EXERCISES TO COMPLETE:
**A)** In the deconvolution post, copy the stretch from "Why deconvolution" through "try it out." word for word.
**B)** Condense the paragraph of the deconvolution post that begins "The Palmiter lab recently got" into a shorter version that keeps its main facts.

Monday, May 18, 2015

Playing with deconvolution and GCaMP6 imaging data

The Palmiter lab recently got an Inscopix microscope. We are still troubleshooting our surgeries and recordings right now, so we don't have any imaging data yet. Given that, I wanted to set up our analysis pipeline ahead of time. Specifically, I wanted to see how we can identify calcium events. In this post I will explore how well deconvolution works on calcium imaging data from the Svoboda lab.

Why deconvolution

Inscopix provides image analysis software, Mosaic, which is pretty good at motion correction, and identifying ROIs. For Mosaic's signal detection, it identifies events using the simple criterion:
ΔF / F > F0 + 3SD
This works adequately for low frequency events on a low background, but completely ignores the magnitude of events, or what happens when events occur in quick succession. While I've done imaging before, I've never done deconvolution, so I thought it would be fun to try it out.

SUPPLIED INFORMATION:
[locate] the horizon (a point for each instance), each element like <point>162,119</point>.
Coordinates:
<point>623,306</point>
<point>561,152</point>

* * *

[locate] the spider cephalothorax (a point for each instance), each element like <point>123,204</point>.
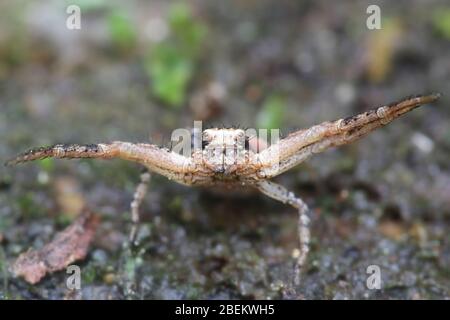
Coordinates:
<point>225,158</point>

SET OF ANSWERS:
**A)**
Why deconvolution

Inscopix provides image analysis software, Mosaic, which is pretty good at motion correction, and identifying ROIs. For Mosaic's signal detection, it identifies events using the simple criterion:
ΔF / F > F0 + 3SD
This works adequately for low frequency events on a low background, but completely ignores the magnitude of events, or what happens when events occur in quick succession. While I've done imaging before, I've never done deconvolution, so I thought it would be fun to try it out.

**B)** The Palmiter lab has a new Inscopix microscope but no imaging data yet, since its surgeries and recordings are still being troubleshot. To set up the analysis pipeline in advance, especially for identifying calcium events, the post tests how well deconvolution works on calcium imaging data from the Svoboda lab.